Task to complete> Copy the following material line for line, changing nothing.

=-=-=-=-=

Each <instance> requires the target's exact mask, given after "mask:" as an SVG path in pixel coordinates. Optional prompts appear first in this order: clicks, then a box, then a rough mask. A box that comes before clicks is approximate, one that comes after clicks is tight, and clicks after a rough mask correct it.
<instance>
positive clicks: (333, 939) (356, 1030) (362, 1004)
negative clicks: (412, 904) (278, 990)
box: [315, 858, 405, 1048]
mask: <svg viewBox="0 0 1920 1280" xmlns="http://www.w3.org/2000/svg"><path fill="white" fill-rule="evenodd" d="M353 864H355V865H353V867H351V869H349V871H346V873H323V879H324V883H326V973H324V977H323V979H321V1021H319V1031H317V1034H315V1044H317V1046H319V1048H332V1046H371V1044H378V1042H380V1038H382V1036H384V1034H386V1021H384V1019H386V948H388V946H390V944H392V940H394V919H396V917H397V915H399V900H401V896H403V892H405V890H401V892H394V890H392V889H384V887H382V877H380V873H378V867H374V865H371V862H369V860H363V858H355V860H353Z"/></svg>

=-=-=-=-=

Problem solution>
Each <instance> requires the target's exact mask, given after "mask:" as an SVG path in pixel coordinates. Optional prompts appear first in this order: clicks, then a box, then a rough mask. A box that comes before clicks is approximate, one that comes after clicks is tight, and clicks after a rough mask correct it.
<instance>
positive clicks: (333, 939) (356, 1030) (362, 1004)
negative clicks: (412, 904) (278, 990)
box: [315, 858, 405, 1048]
mask: <svg viewBox="0 0 1920 1280" xmlns="http://www.w3.org/2000/svg"><path fill="white" fill-rule="evenodd" d="M353 864H355V865H353V867H351V869H349V871H346V873H323V879H324V883H326V973H324V977H323V979H321V1021H319V1031H317V1034H315V1044H317V1046H319V1048H332V1046H371V1044H378V1042H380V1038H382V1036H384V1034H386V1021H384V1019H386V948H388V946H390V944H392V940H394V919H396V917H397V915H399V900H401V896H403V892H405V890H401V892H394V890H392V889H384V887H382V877H380V873H378V867H374V865H371V862H369V860H363V858H355V860H353Z"/></svg>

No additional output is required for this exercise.